**STATED EXERCISE**
Nothing but the lines from the one with "Where can you spot the statue's" to the final line should be returned, each exactly as it appears.

Dataset records:
________

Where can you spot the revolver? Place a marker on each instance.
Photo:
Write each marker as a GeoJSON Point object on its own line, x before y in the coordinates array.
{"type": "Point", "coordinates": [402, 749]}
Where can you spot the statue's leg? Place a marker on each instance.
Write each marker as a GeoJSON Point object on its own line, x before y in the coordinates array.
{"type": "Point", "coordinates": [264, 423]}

________

**ANSWER TO THE TASK**
Where can you spot the statue's leg? Place a marker on each instance.
Write each marker as a GeoJSON Point object on its own line, x before y in the coordinates array.
{"type": "Point", "coordinates": [264, 423]}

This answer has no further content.